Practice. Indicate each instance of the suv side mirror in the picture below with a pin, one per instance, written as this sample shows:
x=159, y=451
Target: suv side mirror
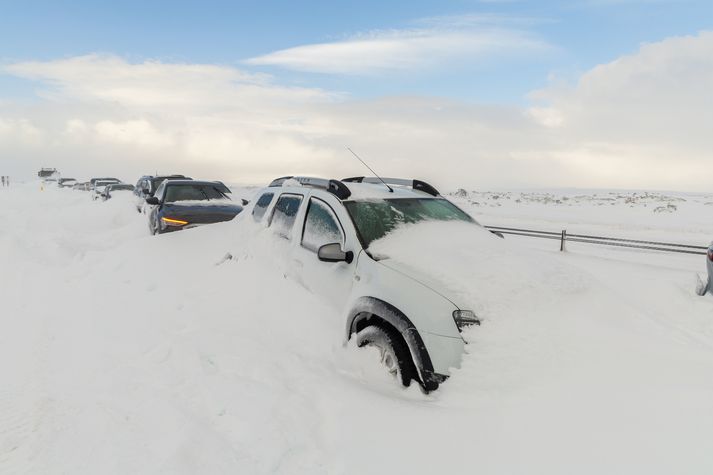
x=333, y=253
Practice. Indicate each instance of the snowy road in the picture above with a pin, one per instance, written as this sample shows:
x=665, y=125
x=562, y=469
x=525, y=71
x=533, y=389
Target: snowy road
x=126, y=353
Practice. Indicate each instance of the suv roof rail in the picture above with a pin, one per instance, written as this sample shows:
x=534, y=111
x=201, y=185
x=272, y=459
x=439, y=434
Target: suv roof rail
x=336, y=187
x=417, y=185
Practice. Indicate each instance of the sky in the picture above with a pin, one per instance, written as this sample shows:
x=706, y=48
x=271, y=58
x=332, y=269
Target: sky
x=480, y=94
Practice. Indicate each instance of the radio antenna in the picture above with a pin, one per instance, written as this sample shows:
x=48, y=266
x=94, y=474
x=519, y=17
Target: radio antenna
x=391, y=190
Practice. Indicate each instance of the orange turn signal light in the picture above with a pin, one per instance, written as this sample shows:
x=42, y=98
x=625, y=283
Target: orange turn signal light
x=174, y=222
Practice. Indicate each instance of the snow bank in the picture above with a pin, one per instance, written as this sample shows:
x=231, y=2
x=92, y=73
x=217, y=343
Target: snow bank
x=128, y=353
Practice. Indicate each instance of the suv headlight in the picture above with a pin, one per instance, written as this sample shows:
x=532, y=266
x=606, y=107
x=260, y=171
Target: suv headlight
x=465, y=318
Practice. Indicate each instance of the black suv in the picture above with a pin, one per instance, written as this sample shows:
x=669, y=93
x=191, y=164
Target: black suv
x=147, y=186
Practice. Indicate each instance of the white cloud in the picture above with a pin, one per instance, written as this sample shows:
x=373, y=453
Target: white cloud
x=642, y=120
x=441, y=40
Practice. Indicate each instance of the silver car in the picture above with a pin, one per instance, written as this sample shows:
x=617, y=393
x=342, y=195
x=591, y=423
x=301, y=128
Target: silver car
x=704, y=283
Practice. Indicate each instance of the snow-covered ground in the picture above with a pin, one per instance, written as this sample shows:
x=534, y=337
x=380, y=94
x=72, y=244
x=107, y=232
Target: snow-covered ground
x=126, y=353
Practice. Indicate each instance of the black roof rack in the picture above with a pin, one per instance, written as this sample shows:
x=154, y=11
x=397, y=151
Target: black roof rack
x=336, y=187
x=417, y=185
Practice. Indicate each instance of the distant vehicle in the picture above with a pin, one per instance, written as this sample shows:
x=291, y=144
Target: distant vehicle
x=83, y=186
x=48, y=174
x=93, y=181
x=183, y=204
x=99, y=187
x=412, y=319
x=147, y=186
x=704, y=284
x=112, y=189
x=66, y=182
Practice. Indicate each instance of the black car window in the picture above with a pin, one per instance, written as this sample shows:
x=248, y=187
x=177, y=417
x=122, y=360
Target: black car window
x=375, y=219
x=284, y=213
x=159, y=192
x=261, y=206
x=321, y=226
x=192, y=192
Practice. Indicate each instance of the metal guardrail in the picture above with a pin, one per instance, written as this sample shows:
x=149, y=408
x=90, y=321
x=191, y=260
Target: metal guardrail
x=563, y=237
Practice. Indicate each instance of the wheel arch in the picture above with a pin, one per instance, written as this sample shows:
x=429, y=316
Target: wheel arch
x=367, y=308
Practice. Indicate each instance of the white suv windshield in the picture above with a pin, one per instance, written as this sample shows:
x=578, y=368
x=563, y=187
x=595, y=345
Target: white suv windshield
x=374, y=219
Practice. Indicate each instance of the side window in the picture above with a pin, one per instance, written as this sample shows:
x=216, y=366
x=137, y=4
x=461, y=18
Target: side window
x=284, y=214
x=261, y=206
x=159, y=192
x=321, y=226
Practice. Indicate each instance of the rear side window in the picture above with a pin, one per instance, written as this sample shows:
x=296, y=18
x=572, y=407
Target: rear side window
x=321, y=226
x=284, y=214
x=261, y=206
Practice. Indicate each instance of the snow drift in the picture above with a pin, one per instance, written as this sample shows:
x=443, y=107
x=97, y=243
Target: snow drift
x=126, y=353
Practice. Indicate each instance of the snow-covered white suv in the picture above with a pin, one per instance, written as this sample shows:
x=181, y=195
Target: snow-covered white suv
x=330, y=225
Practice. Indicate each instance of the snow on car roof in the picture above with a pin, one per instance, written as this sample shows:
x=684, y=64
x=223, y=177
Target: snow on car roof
x=369, y=191
x=378, y=191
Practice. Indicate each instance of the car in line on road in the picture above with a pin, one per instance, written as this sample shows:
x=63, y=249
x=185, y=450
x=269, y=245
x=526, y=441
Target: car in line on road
x=705, y=282
x=330, y=225
x=83, y=186
x=93, y=181
x=184, y=204
x=147, y=186
x=99, y=187
x=116, y=188
x=66, y=182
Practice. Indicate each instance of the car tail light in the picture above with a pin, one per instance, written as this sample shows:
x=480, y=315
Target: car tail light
x=465, y=318
x=174, y=222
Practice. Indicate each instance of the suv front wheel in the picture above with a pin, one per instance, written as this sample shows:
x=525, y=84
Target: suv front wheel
x=394, y=353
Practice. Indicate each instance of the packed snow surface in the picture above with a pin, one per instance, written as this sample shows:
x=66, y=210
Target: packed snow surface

■ ■ ■ ■ ■

● PROBLEM TO WORK ON:
Can you repeat every one of the lines above word for word, leaving the pictures out?

● ANSWER FOR THIS EXERCISE:
Practice. Indicate each instance of the suv side mirror in the picture below with a pin, one per instance, written as this sample shows:
x=159, y=451
Target: suv side mirror
x=333, y=253
Practice. Indicate each instance of the snowy road in the picture above with a pin, one per instance, written as this sample shows:
x=665, y=125
x=562, y=469
x=525, y=71
x=533, y=389
Target: snowy road
x=126, y=353
Practice. Indicate each instance of the suv roof rail in the picture above with a pin, one per instance, written as this sample shows:
x=534, y=111
x=201, y=185
x=272, y=459
x=439, y=434
Target: suv roof rail
x=336, y=187
x=417, y=185
Practice. Indicate each instance of the sky in the picture above with a pin, one per instance, written as this sample shows:
x=706, y=48
x=271, y=58
x=332, y=269
Target: sky
x=480, y=94
Practice. Indicate each instance of the radio antenna in the picture above with a pin, one per instance, written as this sample shows:
x=48, y=266
x=94, y=474
x=519, y=17
Target: radio antenna
x=391, y=190
Practice. Indicate each instance of the orange turn signal light in the picture above with a pin, one per instance, written as this sample shows:
x=42, y=98
x=625, y=283
Target: orange turn signal light
x=174, y=222
Practice. Indicate each instance of the snow bank in the picture above with a pin, one per instance, written as this sample shows:
x=231, y=2
x=92, y=73
x=217, y=343
Target: snow bank
x=128, y=353
Practice. Indicate each instance of the suv headlight in the picture above with a pin, one per instance, written as this sample shows:
x=532, y=266
x=606, y=107
x=260, y=171
Target: suv headlight
x=465, y=318
Practice. Indicate each instance of the black suv in the picture above with a pin, one per instance, written as this sample shows:
x=669, y=93
x=191, y=164
Target: black suv
x=147, y=186
Practice. Indicate each instance of the white cloud in the picture above with a pin, one per instance, written as this sample shows:
x=373, y=453
Target: white cloud
x=642, y=120
x=441, y=40
Practice. Indicate each instance of the silver car in the picture above with a pin, one per instance, written as this sample shows:
x=617, y=393
x=342, y=195
x=591, y=423
x=301, y=128
Target: silver car
x=704, y=283
Practice. Indicate each instance of the snow-covered ground in the picture above with a pin, one per instance, written as this sample shows:
x=534, y=337
x=380, y=94
x=72, y=244
x=107, y=232
Target: snow-covered ground
x=126, y=353
Practice. Indicate each instance of the black roof rack in the picture above with a pin, one per instance, written as this sample shows:
x=154, y=11
x=397, y=151
Target: black roof rack
x=336, y=187
x=417, y=185
Practice. Indicate each instance of the distant vehicle in the picture above with a pin, one per instance, written as this sample shows:
x=291, y=144
Target: distant vehicle
x=83, y=186
x=48, y=174
x=93, y=181
x=183, y=204
x=99, y=187
x=412, y=319
x=147, y=186
x=704, y=284
x=112, y=189
x=66, y=182
Practice. Indicate each instance of the black car window in the picture above with a pin, one per instance, written as this sample shows:
x=248, y=187
x=177, y=417
x=122, y=360
Target: black car window
x=375, y=219
x=284, y=213
x=159, y=192
x=261, y=206
x=321, y=226
x=192, y=192
Practice. Indicate each instance of the metal guardrail in the picture above with a pin, one per instance, written as this sample shows:
x=149, y=408
x=90, y=321
x=191, y=260
Target: metal guardrail
x=563, y=237
Practice. Indicate each instance of the wheel arch in the picture above with a pin, one per instance, written as this sample shows:
x=429, y=316
Target: wheel arch
x=367, y=308
Practice. Indicate each instance of the white suv windshield in the picture above with a pin, one per instance, written as this sample shows:
x=578, y=368
x=563, y=187
x=595, y=345
Target: white suv windshield
x=374, y=219
Practice. Indicate each instance of the side window in the picture above with a pin, one per instance, written as this sample shows:
x=216, y=366
x=137, y=4
x=461, y=18
Target: side window
x=284, y=214
x=261, y=206
x=159, y=192
x=321, y=226
Practice. Indicate each instance of the rear side window in the picture above with a pin, one per instance, written as this sample shows:
x=296, y=18
x=572, y=407
Target: rear side window
x=321, y=226
x=284, y=214
x=261, y=206
Practice. Indicate each instance of the snow drift in the picture above with a pin, one per instance, written as this sample shows:
x=443, y=107
x=97, y=243
Target: snow drift
x=126, y=353
Practice. Indicate each instance of the snow-covered white suv in the picture above with a pin, one per instance, written as this sample shows:
x=181, y=195
Target: snow-covered white suv
x=330, y=225
Practice. Indicate each instance of the snow on car roof in the picture above with a pin, one per instance, written as this sample shows:
x=684, y=64
x=223, y=177
Target: snow on car roof
x=369, y=191
x=378, y=191
Practice. Indicate each instance of the car in line on road in the picture above with a pin, one per instance, written as this sample shows:
x=63, y=249
x=185, y=450
x=269, y=245
x=526, y=441
Target: car in line on road
x=705, y=282
x=330, y=225
x=83, y=186
x=93, y=181
x=184, y=204
x=147, y=186
x=99, y=187
x=116, y=188
x=66, y=182
Practice. Indicate each instance of the car tail light in the picture above with a pin, one per instance, written as this sample shows:
x=480, y=315
Target: car tail light
x=465, y=318
x=174, y=222
Practice. Indicate each instance of the suv front wheel in the picture above with a pin, one per instance, written as this sample shows:
x=525, y=84
Target: suv front wheel
x=394, y=353
Practice. Indicate each instance of the packed snow surface in the picture above with a pin, one per instance, written as this sample shows:
x=66, y=210
Target: packed snow surface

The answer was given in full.